TUGAS:
Berdasarkan bacaan tentang temuan alat prasejarah, sebutkan semua benda yang dinyatakan ditemukan di tempat itu.

TEKS BACAAN:
════════

Di tempat yang sama ditemukan pula jenis
kapak genggam (chooper) yang diberi
nama pebble (kapak Sumatra) yang berbeda dengan kapak genggam zaman
Paleolitikum (chopper). Pebble ini
dibuat dari batu kali yang dipecah atau dibelah. Sisi luarnya yang memang sudah
halus dibiarkan, sedangkan sisi dalamnya (tempat belah) dikerjakan lebih lanjut,
sesuai dengan keperluannya.
Di samping itu juga terdapat kapak pendek (hanche courte). Bentuknya kira-kira
setengah lingkaran dan seperti kapak genggam juga, dibuatnya dengan memukuli
dan memecahkan batu, serta tidak diasah. Sisi tajamnya terdapat pada sisi yang
lengkung.
Kecuali kapak-kapak tersebut, dari bukit
kerang juga ditemukan batu penggiling (pipisan) dan landasannya. Pipisan ini
rupanya tidak hanya untuk menggiling makanan, tetapi juga dipergunakan untuk
menghaluskan cat merah sebagaimana ternyata terlihat dari bekas-bekasnya. Untuk
apa cat merah dipergunakan, belum dapat dinyatakan dengan pasti.

════════

DATA YANG DIBERIKAN:
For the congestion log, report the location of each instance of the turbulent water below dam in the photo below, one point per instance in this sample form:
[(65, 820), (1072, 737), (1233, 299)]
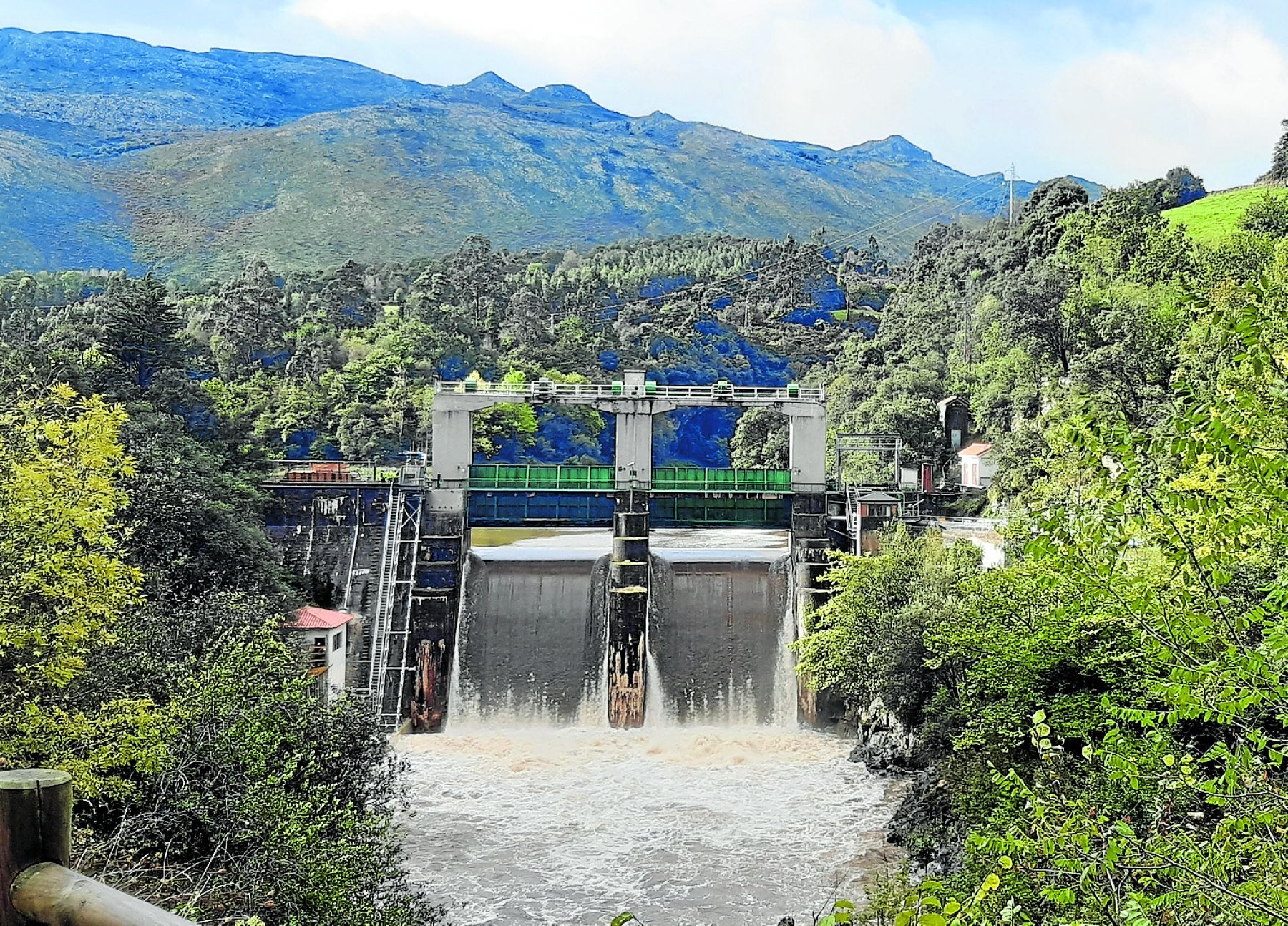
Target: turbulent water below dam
[(530, 810)]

════════

PENYELESAIAN:
- pebble (kapak Sumatra)
- kapak pendek (hanche courte)
- batu penggiling (pipisan)
- landasan pipisan